ENTRIES SHOWN =
┄┄┄┄┄┄┄┄┄┄
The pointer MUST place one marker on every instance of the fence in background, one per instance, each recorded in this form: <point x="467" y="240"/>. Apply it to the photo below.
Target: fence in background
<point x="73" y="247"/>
┄┄┄┄┄┄┄┄┄┄
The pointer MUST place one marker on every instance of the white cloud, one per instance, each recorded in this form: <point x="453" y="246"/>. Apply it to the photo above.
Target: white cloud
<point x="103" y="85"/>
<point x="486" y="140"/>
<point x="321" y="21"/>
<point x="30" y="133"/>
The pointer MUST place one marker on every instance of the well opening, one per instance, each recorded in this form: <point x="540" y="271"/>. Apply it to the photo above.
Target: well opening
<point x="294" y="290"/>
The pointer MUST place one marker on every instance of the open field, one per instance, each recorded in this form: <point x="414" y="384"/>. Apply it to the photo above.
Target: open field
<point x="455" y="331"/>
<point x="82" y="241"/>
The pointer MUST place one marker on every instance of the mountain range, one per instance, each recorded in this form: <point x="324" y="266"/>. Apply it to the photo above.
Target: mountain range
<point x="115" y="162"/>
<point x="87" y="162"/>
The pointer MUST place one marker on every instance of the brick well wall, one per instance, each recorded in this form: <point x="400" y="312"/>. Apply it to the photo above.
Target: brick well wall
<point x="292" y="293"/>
┄┄┄┄┄┄┄┄┄┄
WHAT IS NEEDED =
Pick out every line in the items above that contains the word "wall", and copy each one in full.

EXERCISE OUTPUT =
The pointer MUST place one marker on every instance of the brick well wall, one per instance, each recorded in this form: <point x="400" y="312"/>. Apply it to the photo above.
Target: brick well wall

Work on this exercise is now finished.